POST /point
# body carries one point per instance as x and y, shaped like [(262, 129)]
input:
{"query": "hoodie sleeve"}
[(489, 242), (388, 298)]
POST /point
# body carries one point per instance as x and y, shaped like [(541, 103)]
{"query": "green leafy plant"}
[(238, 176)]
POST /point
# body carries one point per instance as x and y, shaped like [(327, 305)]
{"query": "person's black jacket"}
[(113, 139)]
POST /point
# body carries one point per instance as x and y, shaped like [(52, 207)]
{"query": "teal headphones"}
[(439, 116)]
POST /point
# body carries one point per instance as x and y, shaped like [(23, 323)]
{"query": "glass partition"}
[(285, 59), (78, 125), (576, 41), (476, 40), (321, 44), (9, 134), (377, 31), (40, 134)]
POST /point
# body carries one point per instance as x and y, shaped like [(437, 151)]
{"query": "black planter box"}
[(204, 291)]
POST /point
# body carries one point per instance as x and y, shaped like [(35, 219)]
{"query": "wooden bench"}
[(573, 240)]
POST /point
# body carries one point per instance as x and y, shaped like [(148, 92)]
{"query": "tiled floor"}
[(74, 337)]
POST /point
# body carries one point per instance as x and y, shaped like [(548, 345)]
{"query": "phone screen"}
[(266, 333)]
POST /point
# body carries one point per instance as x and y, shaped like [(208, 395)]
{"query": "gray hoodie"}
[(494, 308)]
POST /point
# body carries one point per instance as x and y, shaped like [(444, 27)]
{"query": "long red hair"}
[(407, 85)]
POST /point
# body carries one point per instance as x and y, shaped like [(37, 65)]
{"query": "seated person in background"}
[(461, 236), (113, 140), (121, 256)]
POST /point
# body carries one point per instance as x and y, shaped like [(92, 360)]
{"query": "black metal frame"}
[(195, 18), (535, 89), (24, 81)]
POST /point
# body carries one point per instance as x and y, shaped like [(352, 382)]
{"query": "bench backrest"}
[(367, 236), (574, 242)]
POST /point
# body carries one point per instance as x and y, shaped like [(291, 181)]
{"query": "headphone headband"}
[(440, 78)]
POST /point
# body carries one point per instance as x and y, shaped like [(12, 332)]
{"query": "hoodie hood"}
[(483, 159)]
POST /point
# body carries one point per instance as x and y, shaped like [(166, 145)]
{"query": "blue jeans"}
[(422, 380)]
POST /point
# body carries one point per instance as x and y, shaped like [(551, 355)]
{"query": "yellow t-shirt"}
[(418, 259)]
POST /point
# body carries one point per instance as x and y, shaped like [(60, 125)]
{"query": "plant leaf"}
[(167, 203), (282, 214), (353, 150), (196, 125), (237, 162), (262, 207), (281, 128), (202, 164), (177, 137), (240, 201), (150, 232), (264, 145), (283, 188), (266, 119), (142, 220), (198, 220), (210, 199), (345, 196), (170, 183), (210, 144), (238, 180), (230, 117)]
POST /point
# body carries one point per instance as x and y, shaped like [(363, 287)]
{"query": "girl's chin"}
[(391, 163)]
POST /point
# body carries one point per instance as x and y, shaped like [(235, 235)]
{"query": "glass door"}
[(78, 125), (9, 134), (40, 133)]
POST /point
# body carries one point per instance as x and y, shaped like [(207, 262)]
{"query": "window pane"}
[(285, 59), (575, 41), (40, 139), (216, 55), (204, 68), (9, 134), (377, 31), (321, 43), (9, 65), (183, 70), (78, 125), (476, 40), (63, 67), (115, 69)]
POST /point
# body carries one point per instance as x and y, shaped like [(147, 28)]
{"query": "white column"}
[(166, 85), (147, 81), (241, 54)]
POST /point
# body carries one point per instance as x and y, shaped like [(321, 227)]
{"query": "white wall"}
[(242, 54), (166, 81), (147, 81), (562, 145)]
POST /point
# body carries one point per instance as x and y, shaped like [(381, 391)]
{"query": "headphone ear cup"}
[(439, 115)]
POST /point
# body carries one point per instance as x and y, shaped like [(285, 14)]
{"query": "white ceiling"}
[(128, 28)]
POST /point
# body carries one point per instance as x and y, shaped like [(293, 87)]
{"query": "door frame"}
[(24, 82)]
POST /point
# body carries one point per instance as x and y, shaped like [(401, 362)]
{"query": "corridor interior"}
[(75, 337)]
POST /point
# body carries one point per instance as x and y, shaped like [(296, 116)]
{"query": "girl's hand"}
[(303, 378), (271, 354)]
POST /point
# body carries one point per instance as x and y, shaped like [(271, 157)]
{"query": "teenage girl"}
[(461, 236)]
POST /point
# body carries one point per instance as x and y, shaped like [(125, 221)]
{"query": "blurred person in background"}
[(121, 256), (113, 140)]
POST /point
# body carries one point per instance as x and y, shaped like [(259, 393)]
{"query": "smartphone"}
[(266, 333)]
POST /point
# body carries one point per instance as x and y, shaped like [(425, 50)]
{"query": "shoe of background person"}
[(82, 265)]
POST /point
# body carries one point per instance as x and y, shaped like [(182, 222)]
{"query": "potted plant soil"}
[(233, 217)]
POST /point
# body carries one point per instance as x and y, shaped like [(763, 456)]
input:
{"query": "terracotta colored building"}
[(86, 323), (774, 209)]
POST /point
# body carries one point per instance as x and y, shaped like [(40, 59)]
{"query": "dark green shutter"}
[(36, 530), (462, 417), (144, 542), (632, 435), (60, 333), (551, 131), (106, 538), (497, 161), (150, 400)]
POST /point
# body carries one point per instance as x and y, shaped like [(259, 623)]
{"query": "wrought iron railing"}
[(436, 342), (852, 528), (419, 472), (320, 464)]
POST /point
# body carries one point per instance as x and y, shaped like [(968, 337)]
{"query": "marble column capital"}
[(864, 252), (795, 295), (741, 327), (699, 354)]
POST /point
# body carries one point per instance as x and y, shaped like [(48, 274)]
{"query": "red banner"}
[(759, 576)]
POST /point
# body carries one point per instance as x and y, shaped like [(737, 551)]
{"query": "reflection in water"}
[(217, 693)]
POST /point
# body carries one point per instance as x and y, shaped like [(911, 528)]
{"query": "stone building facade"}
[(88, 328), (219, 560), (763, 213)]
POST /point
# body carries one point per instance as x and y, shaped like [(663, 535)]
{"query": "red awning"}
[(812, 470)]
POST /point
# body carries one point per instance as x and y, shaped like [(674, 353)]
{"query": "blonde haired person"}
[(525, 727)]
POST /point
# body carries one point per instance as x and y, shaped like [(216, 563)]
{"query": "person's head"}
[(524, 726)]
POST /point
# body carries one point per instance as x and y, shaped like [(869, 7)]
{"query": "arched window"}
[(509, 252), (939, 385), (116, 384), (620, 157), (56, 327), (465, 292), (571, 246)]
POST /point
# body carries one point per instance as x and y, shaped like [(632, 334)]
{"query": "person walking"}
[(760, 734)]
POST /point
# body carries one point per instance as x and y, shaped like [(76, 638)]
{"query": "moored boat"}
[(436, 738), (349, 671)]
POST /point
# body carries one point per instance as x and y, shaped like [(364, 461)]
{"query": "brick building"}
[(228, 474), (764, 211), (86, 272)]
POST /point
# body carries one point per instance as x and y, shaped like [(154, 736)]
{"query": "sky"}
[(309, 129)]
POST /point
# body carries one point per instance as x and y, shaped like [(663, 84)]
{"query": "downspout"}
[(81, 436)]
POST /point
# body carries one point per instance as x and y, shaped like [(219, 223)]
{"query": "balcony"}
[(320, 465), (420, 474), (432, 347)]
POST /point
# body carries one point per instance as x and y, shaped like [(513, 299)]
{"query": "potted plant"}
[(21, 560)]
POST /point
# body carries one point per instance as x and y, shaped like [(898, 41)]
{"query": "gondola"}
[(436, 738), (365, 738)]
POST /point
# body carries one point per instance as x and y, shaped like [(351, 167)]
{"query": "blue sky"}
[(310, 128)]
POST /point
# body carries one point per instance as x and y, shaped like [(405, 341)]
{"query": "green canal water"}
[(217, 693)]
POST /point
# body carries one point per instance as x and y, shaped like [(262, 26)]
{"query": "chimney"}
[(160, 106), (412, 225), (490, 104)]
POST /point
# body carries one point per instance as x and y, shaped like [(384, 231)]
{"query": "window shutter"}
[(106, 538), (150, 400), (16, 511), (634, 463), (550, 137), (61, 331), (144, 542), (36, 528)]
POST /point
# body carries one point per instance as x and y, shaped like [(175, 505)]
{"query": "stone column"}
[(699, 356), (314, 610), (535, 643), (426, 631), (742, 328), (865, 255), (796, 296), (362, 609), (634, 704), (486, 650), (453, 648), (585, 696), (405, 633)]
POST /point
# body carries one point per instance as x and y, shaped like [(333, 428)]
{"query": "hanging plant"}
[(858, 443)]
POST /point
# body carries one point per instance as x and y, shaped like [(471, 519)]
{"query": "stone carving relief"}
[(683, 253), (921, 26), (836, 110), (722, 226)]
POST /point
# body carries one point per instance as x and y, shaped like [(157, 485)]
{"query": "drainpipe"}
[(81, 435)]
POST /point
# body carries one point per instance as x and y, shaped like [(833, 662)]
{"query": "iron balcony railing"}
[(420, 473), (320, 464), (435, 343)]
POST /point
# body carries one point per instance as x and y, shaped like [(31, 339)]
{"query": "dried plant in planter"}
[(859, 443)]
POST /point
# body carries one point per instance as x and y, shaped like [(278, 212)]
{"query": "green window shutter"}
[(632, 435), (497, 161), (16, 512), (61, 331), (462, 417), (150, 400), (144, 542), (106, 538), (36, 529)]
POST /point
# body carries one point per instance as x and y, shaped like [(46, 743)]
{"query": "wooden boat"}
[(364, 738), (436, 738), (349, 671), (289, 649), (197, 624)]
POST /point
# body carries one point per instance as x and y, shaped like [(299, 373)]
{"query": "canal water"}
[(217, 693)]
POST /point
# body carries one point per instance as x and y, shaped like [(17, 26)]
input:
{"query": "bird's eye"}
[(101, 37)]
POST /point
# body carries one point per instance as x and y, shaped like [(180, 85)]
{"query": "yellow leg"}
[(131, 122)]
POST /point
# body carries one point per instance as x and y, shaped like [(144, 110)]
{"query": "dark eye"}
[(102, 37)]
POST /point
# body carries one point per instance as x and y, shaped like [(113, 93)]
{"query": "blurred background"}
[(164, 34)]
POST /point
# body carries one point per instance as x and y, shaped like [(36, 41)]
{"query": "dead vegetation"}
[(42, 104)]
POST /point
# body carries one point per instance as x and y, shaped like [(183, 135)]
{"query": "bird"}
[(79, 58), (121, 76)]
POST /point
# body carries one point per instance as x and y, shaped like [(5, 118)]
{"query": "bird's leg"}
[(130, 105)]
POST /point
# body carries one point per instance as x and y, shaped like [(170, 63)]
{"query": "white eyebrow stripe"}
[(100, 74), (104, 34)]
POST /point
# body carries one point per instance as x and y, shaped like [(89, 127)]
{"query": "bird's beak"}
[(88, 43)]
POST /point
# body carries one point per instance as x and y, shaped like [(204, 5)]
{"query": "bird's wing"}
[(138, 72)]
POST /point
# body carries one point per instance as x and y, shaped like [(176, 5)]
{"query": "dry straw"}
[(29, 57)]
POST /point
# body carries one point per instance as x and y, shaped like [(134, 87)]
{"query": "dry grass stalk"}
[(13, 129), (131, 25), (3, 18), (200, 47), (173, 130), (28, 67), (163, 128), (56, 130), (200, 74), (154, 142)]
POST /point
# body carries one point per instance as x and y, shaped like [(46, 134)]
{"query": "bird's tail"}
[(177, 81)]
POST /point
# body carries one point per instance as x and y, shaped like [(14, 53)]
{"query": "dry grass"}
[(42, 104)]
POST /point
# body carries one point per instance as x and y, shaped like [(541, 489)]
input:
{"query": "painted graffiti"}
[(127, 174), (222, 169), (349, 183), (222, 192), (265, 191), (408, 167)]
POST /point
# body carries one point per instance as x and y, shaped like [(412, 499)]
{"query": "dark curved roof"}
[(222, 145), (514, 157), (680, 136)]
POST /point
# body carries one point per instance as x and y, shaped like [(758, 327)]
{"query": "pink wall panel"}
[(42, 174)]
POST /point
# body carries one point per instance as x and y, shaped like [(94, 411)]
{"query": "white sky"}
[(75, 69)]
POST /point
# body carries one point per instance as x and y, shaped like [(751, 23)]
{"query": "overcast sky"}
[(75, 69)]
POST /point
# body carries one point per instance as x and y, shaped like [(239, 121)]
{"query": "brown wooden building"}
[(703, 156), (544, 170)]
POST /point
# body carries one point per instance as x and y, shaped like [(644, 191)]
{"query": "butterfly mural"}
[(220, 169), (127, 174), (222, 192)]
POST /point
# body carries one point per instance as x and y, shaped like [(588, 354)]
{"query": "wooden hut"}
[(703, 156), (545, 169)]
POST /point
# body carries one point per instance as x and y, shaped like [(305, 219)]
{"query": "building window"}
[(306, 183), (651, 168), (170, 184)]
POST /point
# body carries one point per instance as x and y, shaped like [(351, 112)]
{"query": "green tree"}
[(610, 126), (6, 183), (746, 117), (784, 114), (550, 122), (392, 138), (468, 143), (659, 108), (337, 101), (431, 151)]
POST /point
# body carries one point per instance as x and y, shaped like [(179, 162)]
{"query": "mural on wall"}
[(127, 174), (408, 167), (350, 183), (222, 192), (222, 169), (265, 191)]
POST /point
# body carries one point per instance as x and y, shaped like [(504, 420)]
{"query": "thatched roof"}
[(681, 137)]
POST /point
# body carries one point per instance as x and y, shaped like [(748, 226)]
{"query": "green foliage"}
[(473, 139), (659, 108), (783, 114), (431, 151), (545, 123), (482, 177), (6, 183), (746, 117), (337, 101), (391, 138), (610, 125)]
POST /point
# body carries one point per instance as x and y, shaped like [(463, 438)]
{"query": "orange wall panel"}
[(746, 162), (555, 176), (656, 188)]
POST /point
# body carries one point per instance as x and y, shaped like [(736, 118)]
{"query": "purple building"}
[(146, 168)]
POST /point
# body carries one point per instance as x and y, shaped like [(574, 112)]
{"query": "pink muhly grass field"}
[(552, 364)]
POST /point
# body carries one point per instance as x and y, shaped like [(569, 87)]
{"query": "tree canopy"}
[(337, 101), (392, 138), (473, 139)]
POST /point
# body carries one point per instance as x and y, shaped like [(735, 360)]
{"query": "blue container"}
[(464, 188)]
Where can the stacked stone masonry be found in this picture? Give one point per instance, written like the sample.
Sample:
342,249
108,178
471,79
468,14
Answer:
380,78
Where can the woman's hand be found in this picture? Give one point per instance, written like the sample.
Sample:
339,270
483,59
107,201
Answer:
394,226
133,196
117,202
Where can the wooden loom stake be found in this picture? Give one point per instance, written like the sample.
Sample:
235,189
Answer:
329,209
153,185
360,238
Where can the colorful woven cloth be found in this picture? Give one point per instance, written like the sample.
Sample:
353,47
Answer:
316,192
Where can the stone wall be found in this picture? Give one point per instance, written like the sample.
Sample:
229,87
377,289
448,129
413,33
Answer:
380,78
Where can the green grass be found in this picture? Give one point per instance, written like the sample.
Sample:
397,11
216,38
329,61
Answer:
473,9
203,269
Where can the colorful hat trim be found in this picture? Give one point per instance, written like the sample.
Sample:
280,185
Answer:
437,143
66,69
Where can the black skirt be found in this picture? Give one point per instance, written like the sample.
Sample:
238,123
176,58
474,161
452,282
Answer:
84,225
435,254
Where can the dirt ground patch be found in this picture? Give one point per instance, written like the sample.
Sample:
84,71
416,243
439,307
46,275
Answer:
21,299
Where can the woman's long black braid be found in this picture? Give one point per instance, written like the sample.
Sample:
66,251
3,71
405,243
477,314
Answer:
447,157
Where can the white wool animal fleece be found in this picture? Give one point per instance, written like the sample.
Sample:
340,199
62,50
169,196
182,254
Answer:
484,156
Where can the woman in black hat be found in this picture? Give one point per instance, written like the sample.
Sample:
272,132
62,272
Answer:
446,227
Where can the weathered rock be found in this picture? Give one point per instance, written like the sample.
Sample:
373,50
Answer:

================

Repeat, exactly and only, the lines above from the one containing "Where can the wooden" through the end of the material.

Where can the wooden loom stake be found in this picture? Give one point per instance, written like the sample.
Sample:
235,189
Answer:
329,209
153,185
360,238
Where can the colorful woven cloth be found in this picture? Give one point per instance, written like the sample.
Sample:
353,47
Answer:
316,192
Where can the stone wall be found in this picture? Give one point per instance, written like the sample.
Sample:
229,87
377,289
448,129
413,33
Answer:
380,78
Where can the green grass be found in this picture? Give one point per instance, written like the sample.
Sample:
397,11
216,38
329,61
Answer:
473,9
203,269
Where can the colorful hat trim be found in this picture? Give one point per instance, written like the sample.
Sample:
280,185
Answer:
437,143
66,69
Where can the black skirt be found in this picture? Give one point per instance, written like the sample.
Sample:
238,123
176,58
474,161
452,282
Answer:
84,225
435,254
Where can the dirt ground patch be found in this picture? Give one point per instance, written like the sample.
Sample:
84,71
416,243
439,307
46,275
Answer:
21,299
Where can the woman's long black braid be found in this picture? Give one point per instance, written like the sample.
Sample:
66,251
3,71
405,243
477,314
Answer:
447,157
Where can the white wool animal fleece be found in this picture? Give one point per instance, written like the sample.
Sample:
340,199
62,50
169,196
182,254
Answer:
484,156
Where can the woman in black hat be found in this picture? Give one point per instance, written like the sample.
Sample:
272,132
62,272
Answer:
446,227
Where can the weathered rock be found in this picture? Give one point per instance, written like the sample.
Sample:
373,50
Answer:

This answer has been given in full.